* begin Task inputs *

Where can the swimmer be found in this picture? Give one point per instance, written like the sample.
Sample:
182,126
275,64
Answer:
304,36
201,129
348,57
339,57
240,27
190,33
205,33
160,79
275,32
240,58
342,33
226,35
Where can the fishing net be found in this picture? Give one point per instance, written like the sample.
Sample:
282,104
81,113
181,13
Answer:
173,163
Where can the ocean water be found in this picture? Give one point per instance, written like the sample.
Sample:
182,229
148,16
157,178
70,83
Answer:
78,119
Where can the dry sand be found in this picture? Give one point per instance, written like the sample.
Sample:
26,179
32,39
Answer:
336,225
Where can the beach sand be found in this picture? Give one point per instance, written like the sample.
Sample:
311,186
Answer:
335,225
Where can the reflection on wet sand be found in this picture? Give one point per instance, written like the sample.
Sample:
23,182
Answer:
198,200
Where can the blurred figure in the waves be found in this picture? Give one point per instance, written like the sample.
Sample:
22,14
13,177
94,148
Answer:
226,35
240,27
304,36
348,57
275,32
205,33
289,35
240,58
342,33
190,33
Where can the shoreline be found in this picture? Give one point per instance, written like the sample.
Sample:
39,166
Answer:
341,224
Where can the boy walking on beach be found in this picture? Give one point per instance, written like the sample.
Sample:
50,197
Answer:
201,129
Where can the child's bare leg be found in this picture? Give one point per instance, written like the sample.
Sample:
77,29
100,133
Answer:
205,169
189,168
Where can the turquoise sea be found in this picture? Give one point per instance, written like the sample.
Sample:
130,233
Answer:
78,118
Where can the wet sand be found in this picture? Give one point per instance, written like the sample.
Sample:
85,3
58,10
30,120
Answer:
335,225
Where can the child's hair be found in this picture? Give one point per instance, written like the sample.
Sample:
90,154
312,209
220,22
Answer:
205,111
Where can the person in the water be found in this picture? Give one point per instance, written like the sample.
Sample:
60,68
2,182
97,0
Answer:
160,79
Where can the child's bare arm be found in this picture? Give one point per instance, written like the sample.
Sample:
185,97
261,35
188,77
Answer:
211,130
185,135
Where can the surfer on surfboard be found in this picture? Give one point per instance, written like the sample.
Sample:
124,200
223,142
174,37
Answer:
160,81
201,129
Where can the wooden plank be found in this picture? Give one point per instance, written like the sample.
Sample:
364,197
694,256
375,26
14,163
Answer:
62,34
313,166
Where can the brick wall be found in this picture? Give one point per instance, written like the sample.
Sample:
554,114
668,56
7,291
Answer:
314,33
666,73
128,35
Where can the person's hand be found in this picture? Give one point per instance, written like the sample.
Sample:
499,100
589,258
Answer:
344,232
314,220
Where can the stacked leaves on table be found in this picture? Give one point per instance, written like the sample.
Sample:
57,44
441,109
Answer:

* end Task inputs *

Task directions: Copy out all of the records again, changing every "instance" to "occurrence" and leaving the rest untouched.

Complete output:
Where can the swimmer be found in this picture? Give one point per occurrence, written like the sample.
Sample:
182,126
275,64
Answer:
304,36
201,129
348,57
339,57
240,27
190,33
205,33
160,79
275,32
240,58
342,33
226,35
Where can the fishing net be found in this picture? Give one point per occurrence, written like the sample.
Sample:
282,104
81,113
181,13
Answer:
173,163
Where can the ocean water be found in this picture? Give one point per occurrence, written like the sample.
Sample:
182,229
148,16
157,178
70,83
Answer:
78,119
Where can the dry sand be found in this picture? Give one point per occurrence, written like the sample.
Sample:
26,179
32,39
Answer:
336,225
Where can the beach sand be found in this picture? Give one point per occurrence, written like the sample.
Sample:
311,186
Answer:
335,225
Where can the reflection on wet sand be found in this picture? Give one point per occurrence, written like the sample.
Sample:
23,182
Answer:
198,200
Where can the blurred figure in the waves be found in this picture? Give one point per occurrence, written like the sample.
Sample:
22,14
13,177
94,148
Answer:
226,35
240,27
304,36
348,57
275,32
205,33
289,35
240,58
342,33
190,33
Where can the shoreline be found in this picture? Give one point per occurrence, written like the sample.
Sample:
39,166
Answer:
341,224
Where can the boy walking on beach be found in this picture? Give one point per occurrence, written like the sample.
Sample:
50,197
Answer:
201,129
Where can the child's bare leg be found in this picture? Give one point per occurrence, written like the sample.
Sample:
77,29
100,133
Answer:
205,169
189,168
Where can the turquoise sea be found in this picture? Give one point per occurrence, written like the sample.
Sample:
130,233
Answer:
78,118
Where can the wet sand be found in this picture? Give one point per occurrence, written like the sample.
Sample:
85,3
58,10
30,120
Answer:
335,225
Where can the child's hair be found in this picture? Give one point per occurrence, written like the sample.
Sample:
90,154
312,209
220,22
Answer:
205,111
Where can the person in the water be found in this picture? Give one point per occurrence, written like the sample.
Sample:
60,68
2,182
97,0
Answer:
160,79
Where can the child's bare arm be found in this picture? Give one point per occurrence, written like the sample.
Sample:
185,97
261,35
188,77
Answer:
211,130
185,135
Where can the surfer on surfboard be found in this picture? Give one point per occurrence, written like the sample.
Sample:
124,200
223,142
174,37
Answer:
160,81
201,129
Where can the wooden plank be found in this picture? Give one point per occurrence, written like the sample.
Sample:
364,197
694,256
375,26
14,163
Answer:
62,34
313,166
Where can the brick wall be found in this picture? Give one point per occurrence, written like the sample.
Sample:
554,114
668,56
7,291
Answer:
314,33
666,73
128,35
Where can the person's hand be found in this picture? Give one point per occurrence, written like the sample.
Sample:
499,100
589,258
Answer:
344,232
314,220
Where can the stacked leaves on table be found in this picture? Give one point per occurrence, written like the sample.
Sample:
57,44
441,109
Answer:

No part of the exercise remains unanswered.